EXERCISE GOAL: Copy all of the items below, switching every "bounding boxes" to "rectangles" and leaving everything else unchanged.

RECORDED INFORMATION:
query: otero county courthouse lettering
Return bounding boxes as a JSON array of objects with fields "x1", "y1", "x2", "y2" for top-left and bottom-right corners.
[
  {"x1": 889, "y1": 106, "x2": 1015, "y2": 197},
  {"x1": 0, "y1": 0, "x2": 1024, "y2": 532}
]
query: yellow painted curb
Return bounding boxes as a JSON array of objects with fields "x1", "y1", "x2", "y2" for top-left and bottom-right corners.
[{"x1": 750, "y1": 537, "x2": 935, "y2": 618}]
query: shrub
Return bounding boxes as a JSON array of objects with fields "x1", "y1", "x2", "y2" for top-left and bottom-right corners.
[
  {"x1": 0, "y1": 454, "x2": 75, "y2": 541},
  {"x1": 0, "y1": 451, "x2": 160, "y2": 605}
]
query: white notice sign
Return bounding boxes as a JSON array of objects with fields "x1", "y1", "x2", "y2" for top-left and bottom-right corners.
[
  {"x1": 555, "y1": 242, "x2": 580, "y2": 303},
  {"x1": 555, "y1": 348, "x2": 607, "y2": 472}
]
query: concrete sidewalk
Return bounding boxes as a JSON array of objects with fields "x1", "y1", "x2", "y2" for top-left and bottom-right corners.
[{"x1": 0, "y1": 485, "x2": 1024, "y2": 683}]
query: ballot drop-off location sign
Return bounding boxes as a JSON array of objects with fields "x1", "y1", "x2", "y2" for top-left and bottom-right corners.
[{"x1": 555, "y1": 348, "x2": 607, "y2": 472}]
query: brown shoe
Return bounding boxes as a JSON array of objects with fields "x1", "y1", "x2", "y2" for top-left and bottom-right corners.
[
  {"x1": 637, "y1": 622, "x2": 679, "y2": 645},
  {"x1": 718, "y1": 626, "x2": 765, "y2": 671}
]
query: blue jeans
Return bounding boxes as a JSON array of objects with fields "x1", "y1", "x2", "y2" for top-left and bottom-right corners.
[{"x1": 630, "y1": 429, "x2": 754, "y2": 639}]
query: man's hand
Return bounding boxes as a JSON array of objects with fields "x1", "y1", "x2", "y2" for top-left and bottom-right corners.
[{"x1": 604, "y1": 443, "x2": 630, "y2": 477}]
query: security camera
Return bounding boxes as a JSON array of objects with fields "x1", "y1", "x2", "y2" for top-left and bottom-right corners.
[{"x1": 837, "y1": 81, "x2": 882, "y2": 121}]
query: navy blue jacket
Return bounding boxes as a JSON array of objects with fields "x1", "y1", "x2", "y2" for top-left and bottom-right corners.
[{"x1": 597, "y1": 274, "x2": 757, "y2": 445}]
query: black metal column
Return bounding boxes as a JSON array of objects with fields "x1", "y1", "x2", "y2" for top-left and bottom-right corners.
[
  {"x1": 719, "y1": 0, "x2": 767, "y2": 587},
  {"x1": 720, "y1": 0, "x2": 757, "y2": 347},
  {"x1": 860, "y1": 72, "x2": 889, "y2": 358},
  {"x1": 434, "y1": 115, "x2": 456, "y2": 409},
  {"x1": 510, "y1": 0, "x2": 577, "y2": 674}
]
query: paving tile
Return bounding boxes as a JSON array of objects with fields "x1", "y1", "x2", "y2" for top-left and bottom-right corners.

FINAL RESULT:
query: otero county courthouse lettering
Return rectangles as a JSON array of objects with fields "x1", "y1", "x2", "y2" for top-left and bottom-right corners.
[
  {"x1": 889, "y1": 106, "x2": 1015, "y2": 197},
  {"x1": 0, "y1": 0, "x2": 1024, "y2": 532}
]
query: yellow painted curb
Return rectangles as a JSON array of objects with fields "x1", "y1", "x2", "y2" for top-left and bottom-right corners.
[{"x1": 750, "y1": 537, "x2": 935, "y2": 618}]
query: shrub
Return rectangles as a JSON array of objects with fields "x1", "y1", "x2", "y2" for top-left and bottom-right corners.
[
  {"x1": 0, "y1": 454, "x2": 75, "y2": 541},
  {"x1": 0, "y1": 451, "x2": 160, "y2": 605}
]
query: white notice sign
Return rectangles as a JSON array of objects with fields "x1", "y1", "x2", "y2" for top-left and bottom-right corners.
[
  {"x1": 555, "y1": 242, "x2": 580, "y2": 303},
  {"x1": 555, "y1": 348, "x2": 607, "y2": 472}
]
query: concrete sidewalk
Return rectangles as a JSON array of objects with fields "x1", "y1", "x2", "y2" for top-left and bottom-right corners.
[{"x1": 0, "y1": 485, "x2": 1024, "y2": 683}]
query: ballot drop-off location sign
Return rectangles as a JSON array of objects with fields "x1", "y1", "x2", "y2" for top-left and bottom-right corners.
[{"x1": 555, "y1": 348, "x2": 607, "y2": 472}]
query: brown shoe
Return rectangles as a JSON array of objects with fields "x1", "y1", "x2", "y2" for top-left and bottom-right corners.
[
  {"x1": 637, "y1": 622, "x2": 679, "y2": 645},
  {"x1": 718, "y1": 626, "x2": 765, "y2": 671}
]
query: blue jeans
Return rectangles as a JSON array of objects with fields "x1", "y1", "x2", "y2" for top-left and bottom-right corners.
[{"x1": 630, "y1": 429, "x2": 754, "y2": 639}]
query: man's hand
Return rectangles as a JSON array of objects with fields "x1", "y1", "x2", "y2" for top-left and bottom-right corners.
[{"x1": 604, "y1": 443, "x2": 630, "y2": 477}]
query: security camera
Return rectangles as a JSON array of objects with fields "x1", "y1", "x2", "y2" for top-left and bottom-right corners.
[{"x1": 837, "y1": 81, "x2": 882, "y2": 121}]
query: navy blue jacket
Return rectangles as a JSON array of objects with fields "x1", "y1", "x2", "y2" for top-left and bottom-right corners.
[{"x1": 597, "y1": 274, "x2": 757, "y2": 445}]
query: black metal column
Return rectangles as a JSON array of objects with fields "x1", "y1", "x2", "y2" for top-left and bottom-right corners.
[
  {"x1": 719, "y1": 0, "x2": 767, "y2": 587},
  {"x1": 720, "y1": 0, "x2": 757, "y2": 347},
  {"x1": 860, "y1": 72, "x2": 889, "y2": 358},
  {"x1": 434, "y1": 115, "x2": 456, "y2": 409},
  {"x1": 510, "y1": 0, "x2": 577, "y2": 674}
]
query: paving tile
Return rectangles as a JSON array of objects with fields "x1", "y1", "x2", "y2" for top-left and bottom-right corners.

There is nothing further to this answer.